-- START --
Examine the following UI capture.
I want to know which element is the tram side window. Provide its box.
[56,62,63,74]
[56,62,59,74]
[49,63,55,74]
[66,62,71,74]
-- END --
Reproduce the data above, substituting "bus" for every occurrence of "tram" and keeping everything else the same.

Examine the following UI capture.
I want to know which element is the bus side window. Provide its box.
[56,62,63,74]
[56,62,59,74]
[49,63,55,74]
[66,62,71,74]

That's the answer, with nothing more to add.